*** Exercise passage Section Begins ***

Moderator: Peter Burris
Analyst: David Floyer
For many years storage security was seen primarily as managing physical security for storage devices and media from unauthorized access or theft. Storage security was carried on largely in isolation, with little reference to security efforts at the application or network levels. While physical security remains important, particularly in the era of increasingly small and portable storage media, the development of pervasive networking has changed the nature of the threat and made integration of storage with network and application security vital.
In recent years emphasis has shifted from physical to logical security, with the new concerns of protecting data as it crosses the network and preventing unauthorized access from outside either by individuals (hacker penetration) or logical devices (viruses, worms and key loggers) predominating the security discussion. However, this is only part of the security picture; in fact, 90% of data security exposure originates not outside the organization but inside, with individuals who use legitimate access for legitimate activities. An adequate storage security plan must recognize this and take both logical and physical threats into account. It must also recognize that total security is impossible to achieve while providing the data access the organization requires to operate. Thus the correct security approach is to quantify the amount of risk the organization can tolerate and then provide security that reduces the exposure to that risk level, recognizing that breaches will still be possible.
The natural reaction to this realization is to want to encrypt every piece of data. While this would certainly provide excellent protection against unauthroized access, it comes at a high cost that makes this simple plan impractical. Encryption and decryption of large amounts of data adds a tremendous processing load to servers. Also deduplication and compression is impossible once data is encrypted, driving huge growth in storage requirements. Also, it does nothing to diminish the security exposure from individuals with legitimate access to the data, who have access to the encryption keys.

*** Exercise passage Section Ends ***
*** Recorded data Section Begins ***

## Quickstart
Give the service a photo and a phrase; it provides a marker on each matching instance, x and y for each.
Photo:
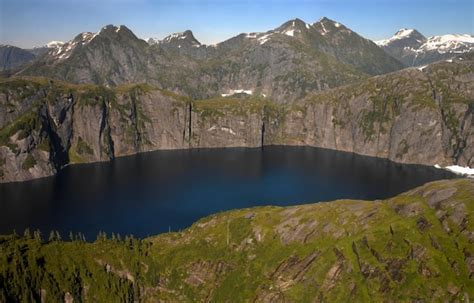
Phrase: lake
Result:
(150, 193)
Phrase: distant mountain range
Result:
(413, 49)
(318, 84)
(286, 63)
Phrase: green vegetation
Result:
(413, 247)
(29, 162)
(25, 125)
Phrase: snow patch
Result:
(264, 38)
(237, 91)
(401, 34)
(454, 43)
(324, 29)
(290, 32)
(54, 44)
(224, 129)
(421, 68)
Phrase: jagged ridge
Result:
(424, 117)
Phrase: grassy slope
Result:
(418, 245)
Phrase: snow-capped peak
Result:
(65, 50)
(403, 33)
(177, 37)
(453, 43)
(54, 44)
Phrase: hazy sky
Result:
(28, 23)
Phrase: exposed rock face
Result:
(285, 63)
(417, 246)
(412, 116)
(12, 56)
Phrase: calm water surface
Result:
(149, 193)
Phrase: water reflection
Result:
(147, 193)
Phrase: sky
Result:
(29, 23)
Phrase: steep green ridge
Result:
(418, 246)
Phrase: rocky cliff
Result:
(285, 63)
(416, 247)
(412, 116)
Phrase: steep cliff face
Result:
(411, 116)
(285, 63)
(417, 246)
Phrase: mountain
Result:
(423, 116)
(413, 49)
(12, 57)
(416, 246)
(285, 63)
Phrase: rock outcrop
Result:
(418, 246)
(412, 116)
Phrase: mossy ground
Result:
(416, 246)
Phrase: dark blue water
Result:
(148, 193)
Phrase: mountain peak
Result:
(326, 25)
(180, 39)
(403, 34)
(54, 44)
(293, 26)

*** Recorded data Section Ends ***

- Problem requirements
Write out the storage security passage above word for word, everything from "Moderator: Peter Burris" down to "application security vital.".

- Result
Moderator: Peter Burris
Analyst: David Floyer
For many years storage security was seen primarily as managing physical security for storage devices and media from unauthorized access or theft. Storage security was carried on largely in isolation, with little reference to security efforts at the application or network levels. While physical security remains important, particularly in the era of increasingly small and portable storage media, the development of pervasive networking has changed the nature of the threat and made integration of storage with network and application security vital.